-- START --

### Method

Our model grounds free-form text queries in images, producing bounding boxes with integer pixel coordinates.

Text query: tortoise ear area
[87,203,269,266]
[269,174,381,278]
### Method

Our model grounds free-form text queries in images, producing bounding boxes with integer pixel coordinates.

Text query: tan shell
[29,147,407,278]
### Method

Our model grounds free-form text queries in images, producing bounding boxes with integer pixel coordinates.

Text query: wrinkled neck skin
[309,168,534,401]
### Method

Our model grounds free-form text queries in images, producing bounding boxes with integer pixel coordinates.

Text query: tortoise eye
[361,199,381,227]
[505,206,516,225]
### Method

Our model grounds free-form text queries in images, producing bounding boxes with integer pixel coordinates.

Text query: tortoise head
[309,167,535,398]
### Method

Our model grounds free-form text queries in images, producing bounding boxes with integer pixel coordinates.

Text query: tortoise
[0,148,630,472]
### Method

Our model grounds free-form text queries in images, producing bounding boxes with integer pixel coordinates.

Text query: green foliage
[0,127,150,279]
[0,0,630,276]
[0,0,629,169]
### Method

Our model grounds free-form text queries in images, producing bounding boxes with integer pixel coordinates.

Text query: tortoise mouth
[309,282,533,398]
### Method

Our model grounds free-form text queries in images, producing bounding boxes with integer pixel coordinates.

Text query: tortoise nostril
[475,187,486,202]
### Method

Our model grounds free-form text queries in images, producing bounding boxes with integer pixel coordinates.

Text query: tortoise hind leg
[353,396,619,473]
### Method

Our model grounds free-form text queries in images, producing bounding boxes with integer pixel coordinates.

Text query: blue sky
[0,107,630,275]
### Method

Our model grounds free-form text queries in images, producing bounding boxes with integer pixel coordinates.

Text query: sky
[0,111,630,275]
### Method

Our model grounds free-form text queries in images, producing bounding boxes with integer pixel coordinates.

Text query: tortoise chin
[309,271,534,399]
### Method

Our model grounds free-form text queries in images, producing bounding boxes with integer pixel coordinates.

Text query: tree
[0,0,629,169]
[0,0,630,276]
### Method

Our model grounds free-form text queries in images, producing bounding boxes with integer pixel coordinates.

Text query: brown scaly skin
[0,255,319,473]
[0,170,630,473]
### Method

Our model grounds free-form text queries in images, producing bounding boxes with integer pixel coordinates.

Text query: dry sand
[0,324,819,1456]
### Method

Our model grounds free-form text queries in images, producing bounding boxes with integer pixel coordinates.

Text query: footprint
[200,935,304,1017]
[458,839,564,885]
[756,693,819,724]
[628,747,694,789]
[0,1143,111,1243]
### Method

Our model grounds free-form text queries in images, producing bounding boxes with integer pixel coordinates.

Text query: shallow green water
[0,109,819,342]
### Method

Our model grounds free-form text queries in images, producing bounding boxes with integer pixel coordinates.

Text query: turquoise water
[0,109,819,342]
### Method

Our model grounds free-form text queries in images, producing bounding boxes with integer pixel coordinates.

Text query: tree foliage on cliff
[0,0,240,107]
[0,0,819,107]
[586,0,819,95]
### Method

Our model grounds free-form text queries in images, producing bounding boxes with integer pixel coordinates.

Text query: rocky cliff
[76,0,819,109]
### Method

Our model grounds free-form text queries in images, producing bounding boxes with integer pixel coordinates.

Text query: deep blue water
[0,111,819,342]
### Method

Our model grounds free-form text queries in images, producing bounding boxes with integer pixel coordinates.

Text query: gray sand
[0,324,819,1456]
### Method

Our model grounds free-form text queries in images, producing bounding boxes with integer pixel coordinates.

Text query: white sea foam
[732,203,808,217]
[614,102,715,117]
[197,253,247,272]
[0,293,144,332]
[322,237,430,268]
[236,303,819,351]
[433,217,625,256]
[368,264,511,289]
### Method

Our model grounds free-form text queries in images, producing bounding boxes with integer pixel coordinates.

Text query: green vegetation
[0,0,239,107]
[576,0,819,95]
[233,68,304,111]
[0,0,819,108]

-- END --

Exercise >>
How many lines of the records above contain the string "blue"? Case matters, and give only the number.

Answer for the task >>
2